Exercise directions: From the first entry to the last, repeat the listing exactly.

Entries provided:
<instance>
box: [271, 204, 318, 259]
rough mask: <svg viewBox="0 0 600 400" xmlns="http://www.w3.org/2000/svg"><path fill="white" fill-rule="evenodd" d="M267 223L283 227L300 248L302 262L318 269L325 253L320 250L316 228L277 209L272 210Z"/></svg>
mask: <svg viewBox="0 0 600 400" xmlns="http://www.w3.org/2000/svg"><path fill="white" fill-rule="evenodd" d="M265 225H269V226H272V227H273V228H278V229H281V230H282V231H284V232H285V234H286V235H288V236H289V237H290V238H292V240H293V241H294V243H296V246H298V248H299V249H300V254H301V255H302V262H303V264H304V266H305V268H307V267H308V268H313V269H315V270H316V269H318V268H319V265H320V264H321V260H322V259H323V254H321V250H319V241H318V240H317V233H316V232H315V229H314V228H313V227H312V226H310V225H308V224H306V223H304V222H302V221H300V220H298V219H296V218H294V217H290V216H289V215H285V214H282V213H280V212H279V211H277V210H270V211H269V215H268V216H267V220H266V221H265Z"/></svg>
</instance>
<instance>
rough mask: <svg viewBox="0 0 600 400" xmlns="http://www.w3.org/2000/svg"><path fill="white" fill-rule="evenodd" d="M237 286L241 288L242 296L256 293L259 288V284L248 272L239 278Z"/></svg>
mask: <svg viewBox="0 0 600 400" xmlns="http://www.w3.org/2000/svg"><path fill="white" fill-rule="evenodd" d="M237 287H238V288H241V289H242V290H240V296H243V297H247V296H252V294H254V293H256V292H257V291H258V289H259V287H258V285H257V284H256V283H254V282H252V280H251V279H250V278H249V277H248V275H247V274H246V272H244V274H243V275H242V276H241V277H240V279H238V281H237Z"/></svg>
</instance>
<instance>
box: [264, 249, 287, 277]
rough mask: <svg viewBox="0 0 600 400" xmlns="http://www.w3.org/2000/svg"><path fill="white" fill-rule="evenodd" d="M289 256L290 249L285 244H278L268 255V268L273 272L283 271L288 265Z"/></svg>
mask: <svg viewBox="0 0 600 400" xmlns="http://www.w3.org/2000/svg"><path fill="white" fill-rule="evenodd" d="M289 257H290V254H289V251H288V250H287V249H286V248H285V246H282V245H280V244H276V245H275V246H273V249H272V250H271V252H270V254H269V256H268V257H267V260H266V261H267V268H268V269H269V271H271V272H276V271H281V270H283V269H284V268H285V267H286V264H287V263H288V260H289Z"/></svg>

Exercise result:
<instance>
box: [271, 204, 318, 259]
rough mask: <svg viewBox="0 0 600 400" xmlns="http://www.w3.org/2000/svg"><path fill="white" fill-rule="evenodd" d="M267 223L283 227L300 248L302 262L318 269L325 253L320 250L316 228L277 209L272 210Z"/></svg>
mask: <svg viewBox="0 0 600 400" xmlns="http://www.w3.org/2000/svg"><path fill="white" fill-rule="evenodd" d="M265 225H269V226H272V227H273V228H278V229H281V230H282V231H284V232H285V234H286V235H288V236H289V237H290V238H292V240H293V241H294V243H296V246H298V248H299V249H300V254H301V255H302V262H303V264H304V266H305V268H307V267H308V268H313V269H315V270H316V269H318V268H319V265H320V264H321V260H322V259H323V254H321V250H319V241H318V240H317V233H316V232H315V229H314V228H313V227H312V226H310V225H308V224H306V223H304V222H302V221H300V220H298V219H296V218H294V217H290V216H289V215H285V214H282V213H280V212H279V211H277V210H270V211H269V215H268V216H267V220H266V221H265Z"/></svg>
</instance>
<instance>
rough mask: <svg viewBox="0 0 600 400" xmlns="http://www.w3.org/2000/svg"><path fill="white" fill-rule="evenodd" d="M237 286L241 288L242 296L256 293L259 288V284L248 272L239 278Z"/></svg>
mask: <svg viewBox="0 0 600 400" xmlns="http://www.w3.org/2000/svg"><path fill="white" fill-rule="evenodd" d="M237 287H238V288H241V289H242V290H240V296H243V297H247V296H252V294H254V293H256V292H257V291H258V289H259V287H258V285H257V284H256V283H254V282H252V280H251V279H250V278H249V277H248V275H247V274H246V272H244V274H243V275H242V276H241V277H240V279H238V281H237Z"/></svg>
</instance>
<instance>
box: [264, 249, 287, 277]
rough mask: <svg viewBox="0 0 600 400" xmlns="http://www.w3.org/2000/svg"><path fill="white" fill-rule="evenodd" d="M289 256L290 249L285 244H278L268 255V268L273 272L283 271L288 265Z"/></svg>
mask: <svg viewBox="0 0 600 400" xmlns="http://www.w3.org/2000/svg"><path fill="white" fill-rule="evenodd" d="M289 257H290V254H289V251H288V250H287V249H286V248H285V246H282V245H280V244H276V245H275V246H273V249H272V250H271V252H270V254H269V256H268V257H267V260H266V261H267V268H268V269H269V271H271V272H276V271H281V270H283V269H284V268H285V267H286V264H287V263H288V260H289Z"/></svg>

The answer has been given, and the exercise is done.